> _TASK DETAILS_
Write out the part of the post on martial arts lineage that starts at "Lineage could be" and ends at "thing is this.".

What kicks besides a sidekick...

Why do so many people, Okinawans included, have questionable lineages? Are we to accept their word for it?

Lineage is overrated. At least as the credentialist method is commonly employed.

It doesn't guarantee a quality instructor or prove complete transmission of an art. From the past to the present.
Lineage could be viewed differently.

In fact, I have come to my own understanding about lineage.

A martial arts practioner does not automatically have a lineage. He or she has a lineage potential.

This is my doctrine.

You do not have a lineage until your students have become teachers.

The other thing is this.

Founders or Soke type folks of a given new style that work are often unable to prove their background, either in part or in whole.
Partly because they are promiscuous students. They tend to have more than one teacher, and they create more techniques then regular students.

My bigger concern than spotty lineage(s) is does the curriculum work at all in the real world or is it really just unicorn fairy dancing fist style.

The arts have become formalized and very western.

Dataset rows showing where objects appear

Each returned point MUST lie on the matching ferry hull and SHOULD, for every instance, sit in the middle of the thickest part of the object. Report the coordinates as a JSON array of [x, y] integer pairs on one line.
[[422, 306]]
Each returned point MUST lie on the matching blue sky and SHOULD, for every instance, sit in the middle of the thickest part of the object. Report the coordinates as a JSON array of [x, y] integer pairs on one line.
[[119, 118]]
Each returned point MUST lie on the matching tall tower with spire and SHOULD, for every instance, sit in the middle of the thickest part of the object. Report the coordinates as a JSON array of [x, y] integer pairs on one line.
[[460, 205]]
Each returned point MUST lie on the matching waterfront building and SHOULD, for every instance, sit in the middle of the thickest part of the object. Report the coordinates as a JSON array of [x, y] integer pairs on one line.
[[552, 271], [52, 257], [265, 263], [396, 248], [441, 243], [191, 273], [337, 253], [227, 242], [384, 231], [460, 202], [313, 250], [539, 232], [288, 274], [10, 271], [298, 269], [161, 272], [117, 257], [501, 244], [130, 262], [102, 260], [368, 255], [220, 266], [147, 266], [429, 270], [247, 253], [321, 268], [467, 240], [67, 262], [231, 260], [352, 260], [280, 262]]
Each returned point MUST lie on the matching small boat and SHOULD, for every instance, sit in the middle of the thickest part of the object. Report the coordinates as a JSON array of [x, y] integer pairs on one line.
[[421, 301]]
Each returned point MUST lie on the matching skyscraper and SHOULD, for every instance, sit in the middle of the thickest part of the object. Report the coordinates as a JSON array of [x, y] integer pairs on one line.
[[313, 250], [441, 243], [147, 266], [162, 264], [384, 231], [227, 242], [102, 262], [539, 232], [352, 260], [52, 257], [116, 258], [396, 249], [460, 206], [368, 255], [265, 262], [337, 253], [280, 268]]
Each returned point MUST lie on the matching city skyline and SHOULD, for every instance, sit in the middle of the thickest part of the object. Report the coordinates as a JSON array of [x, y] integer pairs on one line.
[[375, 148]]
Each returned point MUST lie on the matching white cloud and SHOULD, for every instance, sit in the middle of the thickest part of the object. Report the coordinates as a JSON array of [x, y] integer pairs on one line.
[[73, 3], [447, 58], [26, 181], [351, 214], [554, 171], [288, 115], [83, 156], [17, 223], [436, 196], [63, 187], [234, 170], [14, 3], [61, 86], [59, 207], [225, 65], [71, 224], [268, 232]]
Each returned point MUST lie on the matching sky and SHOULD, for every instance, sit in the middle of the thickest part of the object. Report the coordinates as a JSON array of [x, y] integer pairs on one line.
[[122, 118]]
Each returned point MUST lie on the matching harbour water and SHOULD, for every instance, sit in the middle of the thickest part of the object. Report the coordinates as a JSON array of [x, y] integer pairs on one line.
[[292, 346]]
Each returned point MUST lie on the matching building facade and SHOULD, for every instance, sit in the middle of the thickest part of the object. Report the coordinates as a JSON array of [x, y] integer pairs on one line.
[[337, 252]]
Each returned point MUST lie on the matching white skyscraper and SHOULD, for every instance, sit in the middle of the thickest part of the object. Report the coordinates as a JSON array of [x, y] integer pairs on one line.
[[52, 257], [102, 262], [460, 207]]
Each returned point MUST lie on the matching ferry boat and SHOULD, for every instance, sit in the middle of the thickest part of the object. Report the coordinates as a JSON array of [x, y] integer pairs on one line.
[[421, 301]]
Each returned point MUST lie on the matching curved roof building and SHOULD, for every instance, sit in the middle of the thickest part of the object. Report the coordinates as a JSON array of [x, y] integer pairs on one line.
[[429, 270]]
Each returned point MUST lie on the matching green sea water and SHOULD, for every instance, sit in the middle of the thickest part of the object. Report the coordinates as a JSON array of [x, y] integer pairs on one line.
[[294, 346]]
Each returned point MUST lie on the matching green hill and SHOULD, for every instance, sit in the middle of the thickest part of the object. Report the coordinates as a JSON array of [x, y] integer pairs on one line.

> _EXPECTED ANSWER_
Lineage could be viewed differently.

In fact, I have come to my own understanding about lineage.

A martial arts practioner does not automatically have a lineage. He or she has a lineage potential.

This is my doctrine.

You do not have a lineage until your students have become teachers.

The other thing is this.